> _Listing from a point labeling set_:

•••••

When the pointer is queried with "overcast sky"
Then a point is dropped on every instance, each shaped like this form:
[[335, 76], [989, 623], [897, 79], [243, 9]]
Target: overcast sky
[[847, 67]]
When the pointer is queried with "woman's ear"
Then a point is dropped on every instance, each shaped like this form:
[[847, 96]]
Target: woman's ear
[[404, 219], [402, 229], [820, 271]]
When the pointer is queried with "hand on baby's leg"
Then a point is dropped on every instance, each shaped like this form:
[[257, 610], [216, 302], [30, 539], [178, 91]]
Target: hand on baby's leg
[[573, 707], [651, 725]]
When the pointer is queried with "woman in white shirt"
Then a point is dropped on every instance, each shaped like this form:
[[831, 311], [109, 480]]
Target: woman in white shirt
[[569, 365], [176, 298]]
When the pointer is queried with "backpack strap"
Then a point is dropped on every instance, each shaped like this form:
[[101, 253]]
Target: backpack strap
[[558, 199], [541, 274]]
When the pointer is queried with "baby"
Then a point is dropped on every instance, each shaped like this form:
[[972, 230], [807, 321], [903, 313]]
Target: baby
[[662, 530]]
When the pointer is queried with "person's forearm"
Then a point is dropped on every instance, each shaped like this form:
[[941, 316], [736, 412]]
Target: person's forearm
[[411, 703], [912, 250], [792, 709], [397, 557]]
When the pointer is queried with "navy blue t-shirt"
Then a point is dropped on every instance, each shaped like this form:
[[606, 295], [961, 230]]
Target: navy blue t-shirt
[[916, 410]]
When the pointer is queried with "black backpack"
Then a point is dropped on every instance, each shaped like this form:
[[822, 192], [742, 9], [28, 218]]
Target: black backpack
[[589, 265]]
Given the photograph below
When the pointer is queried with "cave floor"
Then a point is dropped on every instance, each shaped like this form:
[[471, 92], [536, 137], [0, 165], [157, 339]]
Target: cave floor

•••••

> _Prompt_: Render every line of the listing above as a JSON array of strings, one string per line, skipping any blank lines.

> _Result of the task_:
[
  "When the pointer is queried with \"overcast sky\"",
  "Then a point is dropped on every instance, each shaped like this form:",
  "[[335, 76], [989, 623], [897, 79], [243, 9]]",
  "Target: overcast sky",
  "[[847, 67]]",
  "When the pointer is queried with \"woman's ear\"",
  "Then a point is dropped on every instance, each shaped like this form:",
  "[[847, 96]]",
  "Target: woman's ear",
  "[[404, 219], [402, 229], [820, 271]]",
  "When the pointer is queried with \"hand on baby's leg\"",
  "Then a point is dropped on every instance, each shaped like this form:",
  "[[257, 610], [216, 302], [30, 539], [178, 91]]",
  "Target: hand on baby's leg",
  "[[573, 707], [651, 725]]",
  "When the pointer is queried with \"woman in white shirt\"",
  "Then a point is dropped on every instance, each shaped like this form:",
  "[[831, 311], [109, 480]]",
  "Target: woman in white shirt",
  "[[569, 365], [176, 298]]",
  "When the pointer is queried with \"backpack strap\"",
  "Then a point is dropped on every instance, each shaped like this form:",
  "[[101, 253]]",
  "Target: backpack strap",
  "[[558, 199], [541, 274]]",
  "When the pointer is queried with \"baby\"",
  "Then a point is dropped on every instance, each shaped like this form:",
  "[[972, 230], [807, 321], [903, 313]]",
  "Target: baby",
  "[[662, 530]]",
  "When the pointer is queried with \"person's forearm\"",
  "Then a point is dropped on every instance, each shaped like this form:",
  "[[941, 316], [736, 412]]",
  "Target: person's forearm",
  "[[411, 703], [912, 250], [792, 709], [397, 557]]",
  "When the pointer is queried with \"navy blue t-shirt\"",
  "Then a point is dropped on every instance, each shaped like this form:",
  "[[606, 295], [961, 230]]",
  "Target: navy blue t-shirt",
  "[[916, 410]]",
  "When the pointer is queried with \"black backpack\"",
  "Then a point is dropped on every instance, each shaped like this form:",
  "[[822, 192], [742, 9], [28, 218]]",
  "Target: black backpack",
  "[[589, 265]]",
  "Given the photograph below",
  "When the pointer is queried with \"cave floor\"",
  "Then a point is dropped on every instance, each shaped like this form:",
  "[[471, 92], [536, 137], [0, 165], [157, 339]]",
  "Target: cave floor"
]